◆ Aim ◆
How many lines in the rows below contain the word "written"? Reply with the number alone.

◆ Listed entries ◆
····················

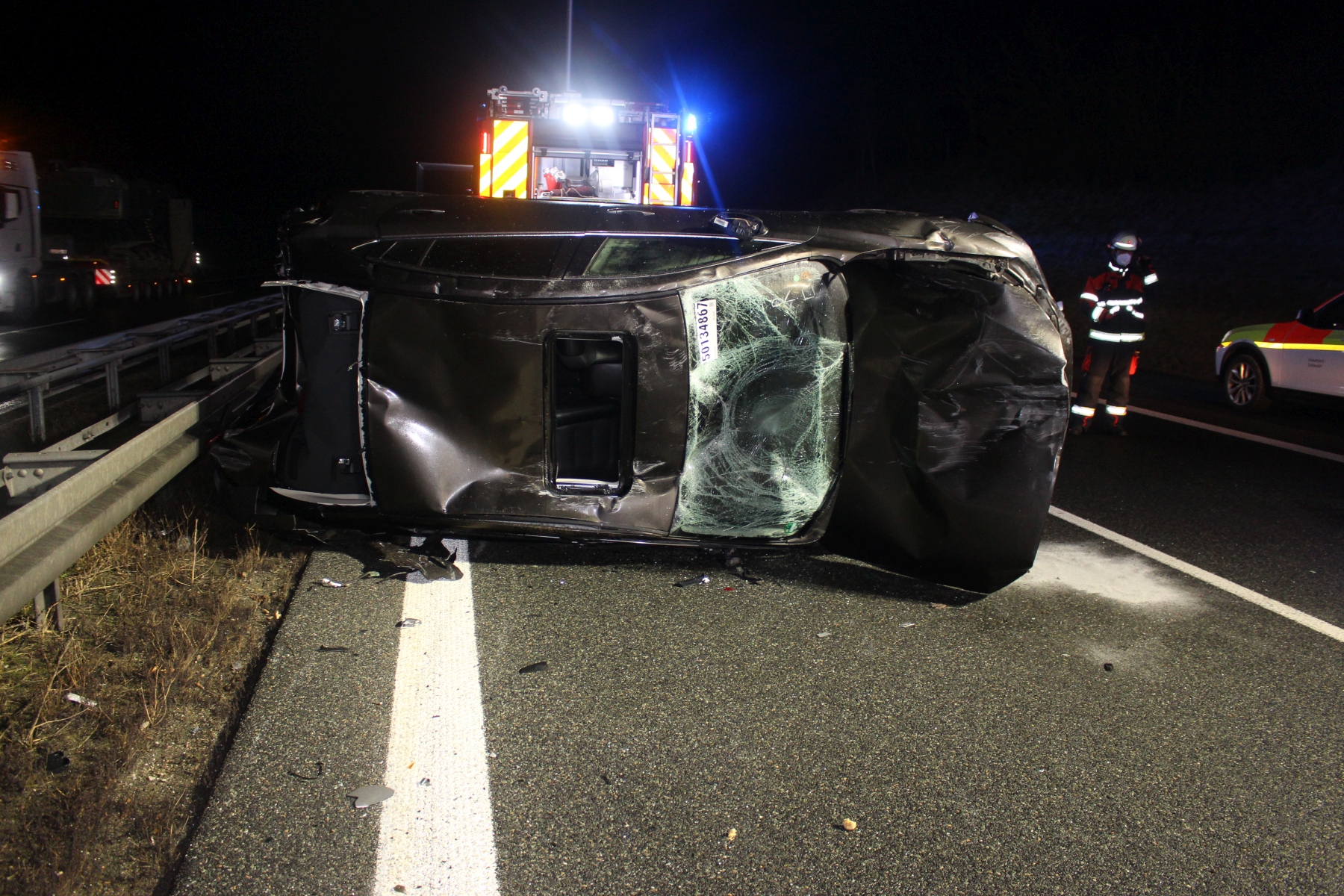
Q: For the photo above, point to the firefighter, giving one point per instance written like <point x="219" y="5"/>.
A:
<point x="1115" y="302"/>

····················

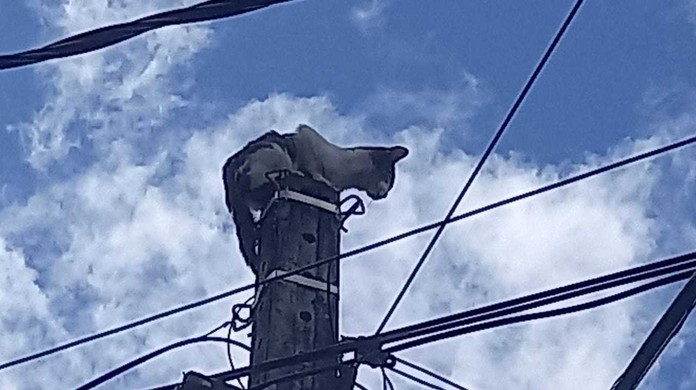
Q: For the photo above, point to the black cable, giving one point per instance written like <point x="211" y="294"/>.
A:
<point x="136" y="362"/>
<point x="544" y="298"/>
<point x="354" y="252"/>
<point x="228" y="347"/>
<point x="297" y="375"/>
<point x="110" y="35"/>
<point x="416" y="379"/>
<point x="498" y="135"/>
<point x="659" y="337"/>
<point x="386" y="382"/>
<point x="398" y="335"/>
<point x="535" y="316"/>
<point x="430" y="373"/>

····················

◆ Complete response ◆
2